#### [Task statement]
Put the stretch of items from the very start through the line containing "positive clicks: (176, 95) (176, 100)" into a numbered list, leaving out any blank lines.

#### [Exercise input]
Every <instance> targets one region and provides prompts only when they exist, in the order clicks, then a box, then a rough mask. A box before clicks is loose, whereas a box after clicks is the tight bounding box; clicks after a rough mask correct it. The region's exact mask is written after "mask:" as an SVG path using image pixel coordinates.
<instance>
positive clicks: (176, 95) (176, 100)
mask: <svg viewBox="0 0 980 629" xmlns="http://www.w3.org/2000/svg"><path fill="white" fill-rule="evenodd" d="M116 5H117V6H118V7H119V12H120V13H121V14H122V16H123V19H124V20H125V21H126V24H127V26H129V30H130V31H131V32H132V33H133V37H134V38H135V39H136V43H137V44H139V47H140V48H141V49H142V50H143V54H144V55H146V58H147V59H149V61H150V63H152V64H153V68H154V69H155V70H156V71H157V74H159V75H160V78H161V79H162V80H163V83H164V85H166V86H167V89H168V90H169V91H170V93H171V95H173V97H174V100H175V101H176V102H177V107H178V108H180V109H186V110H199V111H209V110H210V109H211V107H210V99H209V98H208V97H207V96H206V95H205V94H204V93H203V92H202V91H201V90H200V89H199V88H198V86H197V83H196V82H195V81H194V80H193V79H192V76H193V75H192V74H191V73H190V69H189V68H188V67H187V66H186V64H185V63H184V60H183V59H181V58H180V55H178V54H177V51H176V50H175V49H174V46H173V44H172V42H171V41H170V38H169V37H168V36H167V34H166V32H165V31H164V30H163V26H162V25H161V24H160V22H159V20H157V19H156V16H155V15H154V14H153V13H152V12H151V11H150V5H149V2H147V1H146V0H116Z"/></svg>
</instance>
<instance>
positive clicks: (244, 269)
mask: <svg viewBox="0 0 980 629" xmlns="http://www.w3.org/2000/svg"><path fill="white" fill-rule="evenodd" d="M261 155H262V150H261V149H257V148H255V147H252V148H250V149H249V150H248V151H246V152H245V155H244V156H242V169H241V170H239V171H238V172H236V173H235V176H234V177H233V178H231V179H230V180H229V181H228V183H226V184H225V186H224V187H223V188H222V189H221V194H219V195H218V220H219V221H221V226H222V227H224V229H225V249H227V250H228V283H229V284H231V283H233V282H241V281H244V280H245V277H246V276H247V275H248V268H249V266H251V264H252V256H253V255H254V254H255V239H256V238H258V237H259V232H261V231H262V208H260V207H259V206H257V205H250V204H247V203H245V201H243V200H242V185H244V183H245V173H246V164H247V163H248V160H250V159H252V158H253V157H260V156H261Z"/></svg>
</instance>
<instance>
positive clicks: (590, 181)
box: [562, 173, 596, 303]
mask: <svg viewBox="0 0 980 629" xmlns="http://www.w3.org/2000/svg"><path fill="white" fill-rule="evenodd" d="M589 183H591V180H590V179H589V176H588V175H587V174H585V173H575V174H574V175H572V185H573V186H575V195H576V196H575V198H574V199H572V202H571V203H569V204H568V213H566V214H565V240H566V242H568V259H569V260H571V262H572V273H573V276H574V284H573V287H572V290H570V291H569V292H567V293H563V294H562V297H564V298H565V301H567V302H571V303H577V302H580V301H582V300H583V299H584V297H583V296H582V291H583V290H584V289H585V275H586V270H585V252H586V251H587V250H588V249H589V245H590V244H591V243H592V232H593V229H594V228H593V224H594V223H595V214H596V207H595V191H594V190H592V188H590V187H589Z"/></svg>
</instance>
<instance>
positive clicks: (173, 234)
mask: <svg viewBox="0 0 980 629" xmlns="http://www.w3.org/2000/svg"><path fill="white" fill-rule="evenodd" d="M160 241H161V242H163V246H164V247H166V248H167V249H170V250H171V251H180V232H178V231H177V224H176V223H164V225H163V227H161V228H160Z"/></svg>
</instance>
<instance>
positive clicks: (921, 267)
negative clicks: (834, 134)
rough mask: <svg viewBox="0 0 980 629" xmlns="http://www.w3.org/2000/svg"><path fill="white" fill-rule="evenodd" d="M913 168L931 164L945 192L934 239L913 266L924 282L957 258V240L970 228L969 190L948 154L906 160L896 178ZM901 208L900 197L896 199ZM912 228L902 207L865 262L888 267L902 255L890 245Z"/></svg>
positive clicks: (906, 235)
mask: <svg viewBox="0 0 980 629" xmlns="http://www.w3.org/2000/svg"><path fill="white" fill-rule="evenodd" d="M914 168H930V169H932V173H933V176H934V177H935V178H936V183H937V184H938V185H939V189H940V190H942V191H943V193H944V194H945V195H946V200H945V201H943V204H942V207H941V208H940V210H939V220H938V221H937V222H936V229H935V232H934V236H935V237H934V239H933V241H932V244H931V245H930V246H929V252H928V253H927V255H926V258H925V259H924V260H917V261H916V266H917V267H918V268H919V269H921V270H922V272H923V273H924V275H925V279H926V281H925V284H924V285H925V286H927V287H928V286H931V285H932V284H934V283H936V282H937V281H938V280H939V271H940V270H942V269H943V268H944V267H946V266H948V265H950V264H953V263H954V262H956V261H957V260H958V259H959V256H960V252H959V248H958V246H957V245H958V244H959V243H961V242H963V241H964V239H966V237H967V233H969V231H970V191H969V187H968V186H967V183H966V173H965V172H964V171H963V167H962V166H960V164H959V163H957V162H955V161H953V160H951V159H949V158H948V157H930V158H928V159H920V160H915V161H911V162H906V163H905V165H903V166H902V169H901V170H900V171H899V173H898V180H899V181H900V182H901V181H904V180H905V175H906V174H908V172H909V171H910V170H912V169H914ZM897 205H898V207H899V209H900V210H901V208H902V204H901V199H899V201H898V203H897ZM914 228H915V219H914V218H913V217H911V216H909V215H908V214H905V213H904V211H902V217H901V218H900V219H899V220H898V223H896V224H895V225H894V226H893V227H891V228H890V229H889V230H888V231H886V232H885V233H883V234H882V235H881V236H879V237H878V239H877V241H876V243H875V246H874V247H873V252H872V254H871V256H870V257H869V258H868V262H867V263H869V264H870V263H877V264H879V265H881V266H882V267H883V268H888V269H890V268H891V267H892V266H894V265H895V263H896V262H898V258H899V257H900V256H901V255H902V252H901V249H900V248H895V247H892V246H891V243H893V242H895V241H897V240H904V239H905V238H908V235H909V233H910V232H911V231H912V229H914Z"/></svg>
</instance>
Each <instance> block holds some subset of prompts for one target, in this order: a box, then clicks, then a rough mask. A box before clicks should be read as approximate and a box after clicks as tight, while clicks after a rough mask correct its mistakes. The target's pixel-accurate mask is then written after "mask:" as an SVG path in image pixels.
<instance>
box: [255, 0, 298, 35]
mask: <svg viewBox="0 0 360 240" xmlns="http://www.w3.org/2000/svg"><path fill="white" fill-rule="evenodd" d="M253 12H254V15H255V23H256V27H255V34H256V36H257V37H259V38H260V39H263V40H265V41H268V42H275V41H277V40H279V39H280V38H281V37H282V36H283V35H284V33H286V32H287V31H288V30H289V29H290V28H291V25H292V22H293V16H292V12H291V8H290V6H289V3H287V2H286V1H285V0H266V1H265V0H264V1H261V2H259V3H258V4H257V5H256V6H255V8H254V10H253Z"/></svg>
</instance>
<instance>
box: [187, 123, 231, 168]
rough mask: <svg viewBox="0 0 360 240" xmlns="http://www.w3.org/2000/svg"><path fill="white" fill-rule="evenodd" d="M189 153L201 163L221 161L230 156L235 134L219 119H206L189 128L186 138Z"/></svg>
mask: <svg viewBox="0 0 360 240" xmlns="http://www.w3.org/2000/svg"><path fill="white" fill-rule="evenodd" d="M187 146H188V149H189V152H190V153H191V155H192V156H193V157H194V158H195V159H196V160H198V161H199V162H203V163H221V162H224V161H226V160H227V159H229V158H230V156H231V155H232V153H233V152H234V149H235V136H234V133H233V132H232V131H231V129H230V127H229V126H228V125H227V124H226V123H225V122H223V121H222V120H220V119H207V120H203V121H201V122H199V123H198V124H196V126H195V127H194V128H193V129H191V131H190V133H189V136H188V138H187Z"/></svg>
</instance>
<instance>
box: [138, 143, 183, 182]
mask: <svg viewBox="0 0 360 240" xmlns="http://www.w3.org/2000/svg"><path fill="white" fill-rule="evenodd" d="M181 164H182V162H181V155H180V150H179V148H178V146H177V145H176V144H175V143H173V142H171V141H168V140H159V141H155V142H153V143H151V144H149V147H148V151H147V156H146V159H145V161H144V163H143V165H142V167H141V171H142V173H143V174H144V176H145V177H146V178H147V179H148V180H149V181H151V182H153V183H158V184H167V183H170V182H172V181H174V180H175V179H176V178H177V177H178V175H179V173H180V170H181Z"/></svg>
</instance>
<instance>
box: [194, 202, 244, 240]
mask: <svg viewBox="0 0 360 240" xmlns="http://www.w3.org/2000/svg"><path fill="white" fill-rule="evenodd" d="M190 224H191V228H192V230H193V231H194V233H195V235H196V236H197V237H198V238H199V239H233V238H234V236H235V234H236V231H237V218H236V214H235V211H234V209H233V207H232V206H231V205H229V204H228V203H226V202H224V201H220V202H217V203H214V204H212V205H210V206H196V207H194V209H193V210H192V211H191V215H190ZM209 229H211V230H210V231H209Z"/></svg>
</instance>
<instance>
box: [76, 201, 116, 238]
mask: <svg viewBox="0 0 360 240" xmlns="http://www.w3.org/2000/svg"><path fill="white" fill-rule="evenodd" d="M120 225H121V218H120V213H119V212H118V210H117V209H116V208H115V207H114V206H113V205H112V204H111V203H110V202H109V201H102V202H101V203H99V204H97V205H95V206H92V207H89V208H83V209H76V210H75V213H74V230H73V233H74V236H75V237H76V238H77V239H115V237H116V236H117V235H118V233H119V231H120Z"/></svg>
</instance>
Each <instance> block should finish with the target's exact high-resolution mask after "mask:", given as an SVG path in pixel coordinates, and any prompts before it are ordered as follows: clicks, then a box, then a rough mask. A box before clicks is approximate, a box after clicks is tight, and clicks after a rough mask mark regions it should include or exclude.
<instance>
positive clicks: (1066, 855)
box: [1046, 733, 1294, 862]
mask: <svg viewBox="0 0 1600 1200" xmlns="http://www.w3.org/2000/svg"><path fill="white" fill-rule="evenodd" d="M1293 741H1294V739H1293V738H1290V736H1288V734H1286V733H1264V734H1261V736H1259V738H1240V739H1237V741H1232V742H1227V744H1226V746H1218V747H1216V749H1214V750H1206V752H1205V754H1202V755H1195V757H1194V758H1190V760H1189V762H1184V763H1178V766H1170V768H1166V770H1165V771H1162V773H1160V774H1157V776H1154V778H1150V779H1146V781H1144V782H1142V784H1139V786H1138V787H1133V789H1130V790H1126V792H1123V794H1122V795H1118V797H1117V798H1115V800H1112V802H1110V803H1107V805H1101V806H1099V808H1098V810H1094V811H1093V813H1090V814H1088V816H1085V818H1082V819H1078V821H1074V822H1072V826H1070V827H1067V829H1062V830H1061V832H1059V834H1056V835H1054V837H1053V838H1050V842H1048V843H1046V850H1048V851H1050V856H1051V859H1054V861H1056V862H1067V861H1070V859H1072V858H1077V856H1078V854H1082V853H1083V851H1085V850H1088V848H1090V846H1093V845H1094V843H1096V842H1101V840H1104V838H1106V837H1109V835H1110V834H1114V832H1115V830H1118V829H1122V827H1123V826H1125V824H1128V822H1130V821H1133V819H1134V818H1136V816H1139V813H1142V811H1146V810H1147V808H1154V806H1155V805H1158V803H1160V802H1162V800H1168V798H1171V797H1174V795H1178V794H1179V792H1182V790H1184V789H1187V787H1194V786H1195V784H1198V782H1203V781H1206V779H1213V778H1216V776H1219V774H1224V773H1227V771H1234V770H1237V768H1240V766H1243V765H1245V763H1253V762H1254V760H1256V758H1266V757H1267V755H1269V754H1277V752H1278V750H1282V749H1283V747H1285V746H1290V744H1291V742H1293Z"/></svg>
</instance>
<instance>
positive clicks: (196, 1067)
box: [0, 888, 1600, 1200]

#### [Reply]
1. Every <instance> targets one region and provides prompts only when they exist, in the order clicks, then a box, then a rough mask. A box before clicks is loose, whereas a box after clicks is the tight bounding box; clicks after a rough mask correct it. The region's exact mask is written after "mask:" as an SVG path using image pixel coordinates.
2. <instance>
3. positive clicks: (176, 95) (176, 100)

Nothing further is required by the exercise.